* **Brief**
Copy every line of the data below word for word, omitting the pictures.
— begin Given data —
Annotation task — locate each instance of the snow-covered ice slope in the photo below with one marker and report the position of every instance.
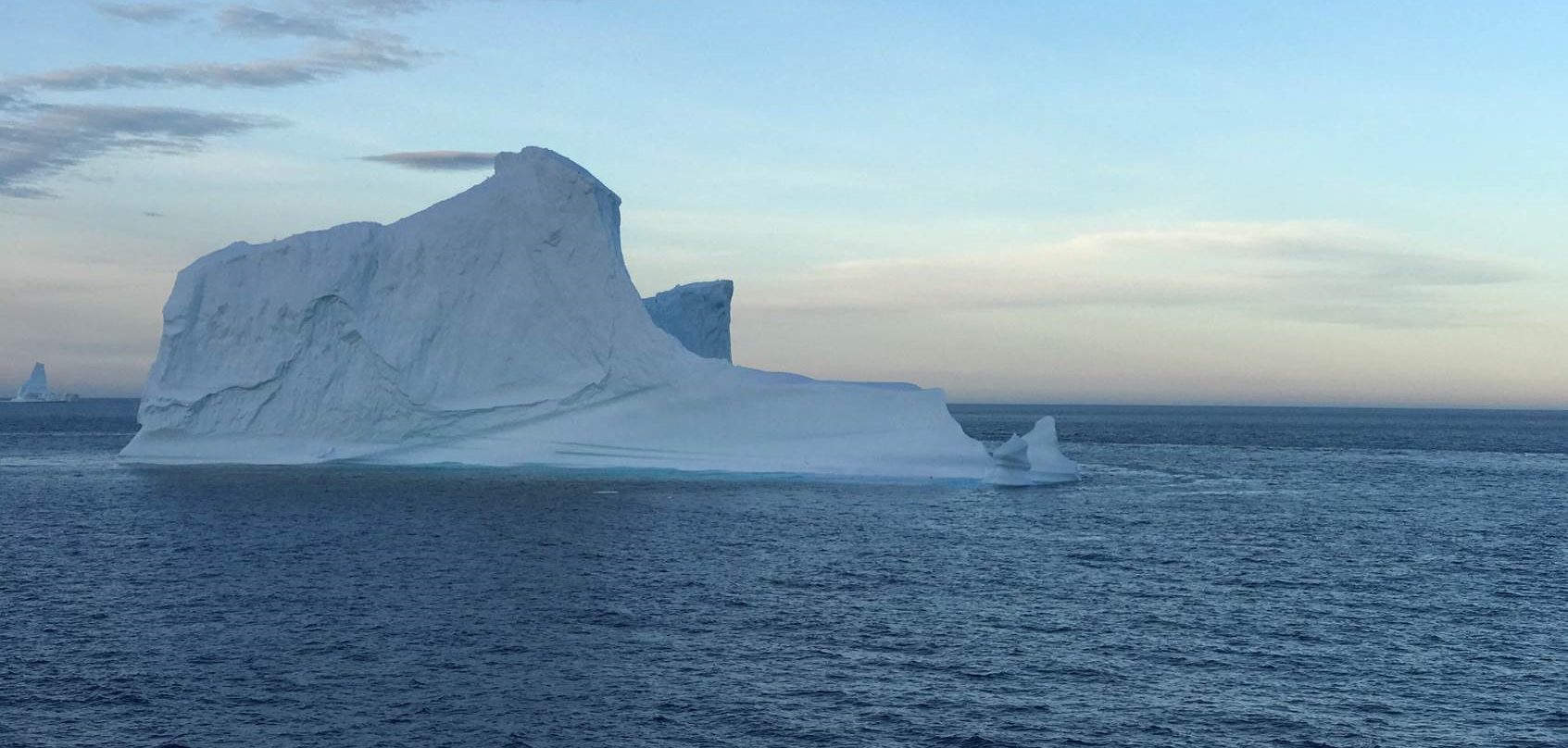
(495, 328)
(695, 314)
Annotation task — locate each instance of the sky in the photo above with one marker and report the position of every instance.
(1016, 201)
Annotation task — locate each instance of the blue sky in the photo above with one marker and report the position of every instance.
(1153, 203)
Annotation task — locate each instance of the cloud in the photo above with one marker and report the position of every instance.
(325, 61)
(436, 160)
(144, 13)
(52, 138)
(248, 20)
(1317, 271)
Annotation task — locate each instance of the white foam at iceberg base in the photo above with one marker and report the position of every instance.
(495, 328)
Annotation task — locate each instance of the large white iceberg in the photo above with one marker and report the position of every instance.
(495, 328)
(36, 389)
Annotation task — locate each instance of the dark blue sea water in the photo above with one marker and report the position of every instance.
(1292, 578)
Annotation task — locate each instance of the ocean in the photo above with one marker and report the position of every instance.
(1222, 578)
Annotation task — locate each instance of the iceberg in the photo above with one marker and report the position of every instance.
(695, 314)
(500, 328)
(36, 389)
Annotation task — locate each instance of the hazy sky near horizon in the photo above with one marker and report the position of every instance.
(1332, 203)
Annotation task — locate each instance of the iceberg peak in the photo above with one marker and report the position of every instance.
(499, 328)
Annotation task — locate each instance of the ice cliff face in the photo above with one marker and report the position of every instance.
(495, 328)
(695, 314)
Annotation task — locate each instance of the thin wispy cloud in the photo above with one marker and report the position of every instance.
(52, 138)
(250, 20)
(436, 160)
(146, 13)
(325, 61)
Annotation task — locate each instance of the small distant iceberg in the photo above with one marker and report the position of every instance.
(36, 389)
(1032, 460)
(502, 328)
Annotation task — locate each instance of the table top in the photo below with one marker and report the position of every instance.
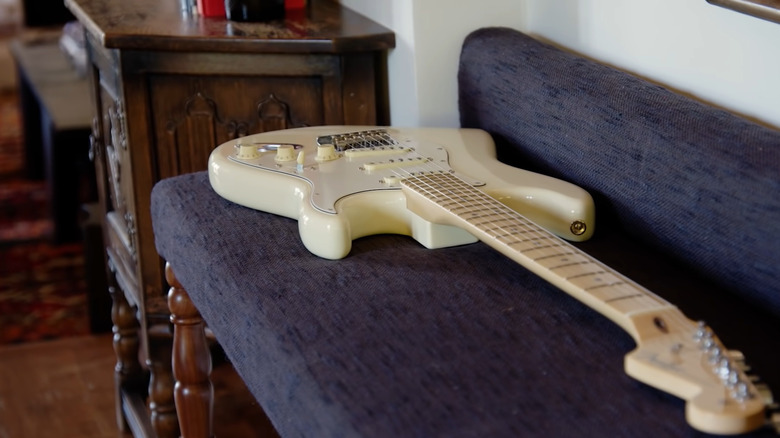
(54, 80)
(324, 26)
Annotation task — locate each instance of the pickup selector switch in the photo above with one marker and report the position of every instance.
(326, 152)
(285, 152)
(247, 151)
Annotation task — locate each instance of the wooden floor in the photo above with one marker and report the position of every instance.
(65, 389)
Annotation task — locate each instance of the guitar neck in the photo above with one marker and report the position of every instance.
(442, 197)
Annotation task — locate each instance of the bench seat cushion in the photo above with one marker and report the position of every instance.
(397, 340)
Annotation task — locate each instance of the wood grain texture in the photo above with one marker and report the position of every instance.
(325, 27)
(65, 388)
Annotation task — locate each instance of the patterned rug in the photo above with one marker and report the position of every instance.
(42, 286)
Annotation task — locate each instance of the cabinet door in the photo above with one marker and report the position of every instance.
(192, 115)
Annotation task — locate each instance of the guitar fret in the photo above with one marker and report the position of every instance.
(549, 256)
(542, 253)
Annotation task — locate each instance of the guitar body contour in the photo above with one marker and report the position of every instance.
(445, 187)
(338, 200)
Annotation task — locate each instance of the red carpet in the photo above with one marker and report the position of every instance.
(42, 286)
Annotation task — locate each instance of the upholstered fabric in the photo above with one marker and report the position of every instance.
(397, 340)
(697, 182)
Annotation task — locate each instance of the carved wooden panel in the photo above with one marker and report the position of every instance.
(192, 115)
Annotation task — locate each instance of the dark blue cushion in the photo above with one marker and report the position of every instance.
(698, 183)
(399, 341)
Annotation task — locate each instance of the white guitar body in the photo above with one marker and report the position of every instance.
(352, 202)
(444, 187)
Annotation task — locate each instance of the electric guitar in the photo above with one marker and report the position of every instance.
(445, 187)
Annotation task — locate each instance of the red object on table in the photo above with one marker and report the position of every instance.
(294, 4)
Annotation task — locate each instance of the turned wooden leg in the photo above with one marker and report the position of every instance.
(161, 402)
(128, 371)
(193, 391)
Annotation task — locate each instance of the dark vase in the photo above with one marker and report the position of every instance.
(254, 10)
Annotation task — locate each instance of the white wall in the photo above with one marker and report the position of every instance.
(717, 55)
(424, 64)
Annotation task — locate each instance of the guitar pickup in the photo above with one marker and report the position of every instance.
(376, 152)
(394, 164)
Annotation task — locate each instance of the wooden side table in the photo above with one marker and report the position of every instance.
(167, 89)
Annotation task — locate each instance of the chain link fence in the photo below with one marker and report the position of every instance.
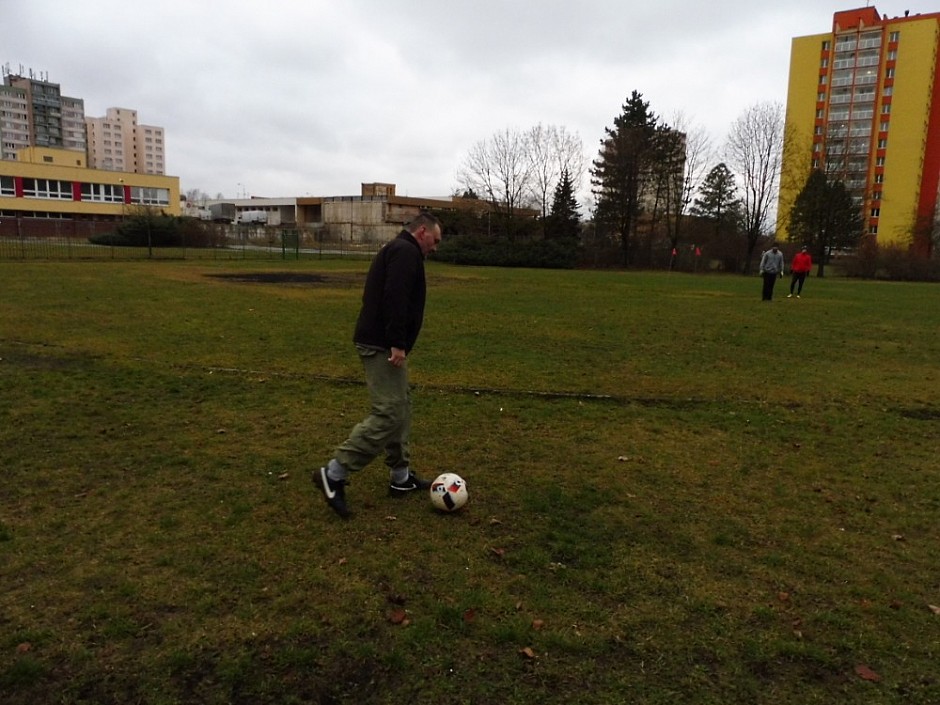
(63, 239)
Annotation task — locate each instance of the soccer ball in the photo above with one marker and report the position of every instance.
(449, 492)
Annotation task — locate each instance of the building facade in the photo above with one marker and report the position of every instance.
(863, 105)
(116, 142)
(34, 113)
(57, 183)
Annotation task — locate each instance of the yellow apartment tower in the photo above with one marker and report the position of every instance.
(863, 105)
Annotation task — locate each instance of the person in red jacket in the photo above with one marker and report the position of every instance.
(799, 268)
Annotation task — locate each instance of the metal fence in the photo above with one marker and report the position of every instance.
(61, 239)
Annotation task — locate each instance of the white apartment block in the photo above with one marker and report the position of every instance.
(117, 143)
(34, 113)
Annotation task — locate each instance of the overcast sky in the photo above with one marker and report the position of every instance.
(314, 97)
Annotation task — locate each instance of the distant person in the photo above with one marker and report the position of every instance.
(771, 267)
(388, 325)
(800, 268)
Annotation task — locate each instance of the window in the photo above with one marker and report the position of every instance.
(103, 193)
(47, 188)
(150, 196)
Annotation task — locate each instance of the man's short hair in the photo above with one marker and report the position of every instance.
(424, 218)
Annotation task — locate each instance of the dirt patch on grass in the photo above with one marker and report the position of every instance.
(292, 278)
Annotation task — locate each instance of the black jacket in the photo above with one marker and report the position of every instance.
(393, 298)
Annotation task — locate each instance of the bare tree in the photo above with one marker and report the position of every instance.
— end Given data —
* **Full solution**
Annotation task — locate each instance of the snow-covered ice slope in the photo below with one marker and report the position of every instance.
(495, 328)
(695, 314)
Annotation task — locate each instance of the sky in the photo above with one marker and report the position of every instance.
(1016, 201)
Annotation task — locate each instance of the blue sky in the photo above with one marker and report the position of every instance.
(1153, 203)
Annotation task — locate each instance of the cloud in the photo above with one marker and report the position of every instance.
(325, 61)
(436, 160)
(144, 13)
(52, 138)
(248, 20)
(1317, 271)
Annotation task — locate each instance of the white foam at iceberg base in the photo above with one marker and report the position of every instance.
(495, 328)
Annotation task — locate each instance of the large white iceberg in the photo above with one marker and report the position of every instance.
(495, 328)
(36, 389)
Annotation task — locate each instance of the dark blue sea water in the photo above with one marker and report the position of every instance.
(1292, 578)
Annotation task — locate each instance of the ocean in the photo above with one marker and report the position of every instance.
(1222, 578)
Annotation task — locate each instance of the iceberg in the photo above with one marker and report the position of every instance.
(695, 314)
(500, 328)
(36, 389)
Annotation task — locate each instance of the hazy sky near horizon in the photo above with one marker and report the position of every instance.
(1332, 203)
Annotation task — locate each instance of the iceberg peak in the photo above with one marker and report the position of every instance.
(499, 328)
Annotation task — locate each instance of the ice cliff face in the photo above with one marker and report the position of every instance.
(495, 328)
(695, 314)
Annotation task — locate each instance of the thin wispy cloud in the photo above with one marker and report the position of every instance.
(52, 138)
(250, 20)
(436, 160)
(146, 13)
(325, 61)
Annotation task — locate each instance of the small distant iceberg in the photo above with one marker and report the position of every instance.
(36, 389)
(1032, 460)
(502, 328)
Annotation task — locate each instance of the table top in the photo below with one marker and report the position of every instance.
(54, 80)
(324, 26)
Annotation task — locate each instance of the pickup selector switch in the photo above with one marker and report the position of every instance.
(326, 152)
(285, 152)
(247, 151)
Annotation task — locate each instance of the wooden floor in the photo above with one marker and report the position of every instance.
(65, 389)
Annotation task — locate each instance of the guitar neck in the photo above with one marker and report the position of every instance.
(442, 197)
Annotation task — locate each instance of the bench seat cushion in the photo above with one marker and report the position of every instance.
(397, 340)
Annotation task — locate each instance of the wood grain texture in the photo above with one marker and report the position of every instance.
(325, 27)
(65, 388)
Annotation task — locate each instance of the patterned rug in the photo above with one marker and report the position of every instance.
(42, 286)
Annotation task — locate each instance of the cabinet door in the photo above with one marker and report the position of every instance.
(192, 115)
Annotation task — locate each instance of the guitar fret in the photo above with one marker and report the position of every instance.
(549, 256)
(542, 253)
Annotation task — locate each instance of the guitar body contour in the photo above with one marker and report the position of every instance.
(445, 187)
(338, 200)
Annotation task — locate each instance of the red carpet in the photo above with one marker and report the position of every instance.
(42, 286)
Annotation task — locate each instance of the upholstered fabric in the photo above with one marker and report the position of every instance.
(397, 340)
(697, 182)
Annotation task — locate each instance of the carved wooden panel in the photo above with one marker and report the position of every instance.
(192, 115)
Annotation task — locate each instance of the dark blue cushion in the photo above with one marker and report the position of every instance.
(698, 183)
(399, 341)
Annotation task — locate each instance of the white guitar body in the photo above with one marker and report the position of every instance.
(352, 202)
(444, 187)
Annotation task — locate each instance of the electric guitar in the photo above with one marker and report the position of every instance.
(445, 187)
Annotation task — locate each instance of the red object on table in the photo above with one marker and report the position of every instance.
(294, 4)
Annotation task — locate each instance of the turned wooden leg in the photo above with one marker and report the position of every instance.
(161, 402)
(128, 371)
(193, 391)
Annotation task — locate each instance of the dark vase in the photo above with one marker and report the position of every instance.
(254, 10)
Annotation task — locate each instance of the white wall in the photo above with one marker and report the position of every instance.
(717, 55)
(424, 64)
Annotation task — locate each instance of the guitar pickup in the photo above with one marker and report the position of every instance.
(376, 152)
(394, 164)
Annotation task — locate each instance of the wooden side table in the photo above with one marker and report the position of every instance.
(167, 89)
Annotation task — locate each instance of the chain link fence in the photo below with one marker and report the position of every instance.
(63, 239)
Annotation task — locate each instance of the soccer ball in the photo above with one marker and report the position of every instance.
(449, 492)
Annotation task — locate each instance of the building facade in the photo above with one marker and report the position of every instance.
(863, 105)
(116, 142)
(34, 113)
(57, 183)
Annotation task — locate each instance of the yellow apartment tower in the photo above with one marker and report the position of every instance.
(863, 105)
Annotation task — locate each instance of the person in red jacket in the photo above with one marker and report the position of every instance.
(799, 268)
Annotation task — locate each instance of the metal fence in the photo above with one marker and report the position of every instance.
(61, 239)
Annotation task — locate each instance of the white apartment block in the photo above with one marker and report the position of every instance.
(117, 143)
(34, 113)
Annotation task — locate each instance of the overcast sky in the photo above with one marker and report the position of every instance.
(314, 97)
Annotation task — locate each instance of the distant person in the photo above with one marker and report the position of every instance.
(771, 267)
(388, 325)
(800, 268)
Annotation task — locate each instance of the window in the photo above with one marker and report the position of every instance.
(103, 193)
(47, 188)
(150, 196)
Annotation task — locate each instance of the man's short hair in the photo above with one marker and report the position of every instance.
(424, 218)
Annotation task — locate each instance of the dirt patch on grass in the photo above with one marker and report the position of every instance.
(292, 278)
Annotation task — locate each instance of the black jacket in the photo above with one marker and report the position of every instance.
(393, 298)
Annotation task — locate each instance of the bare tree in the photo above with one marker and report the position of every instance.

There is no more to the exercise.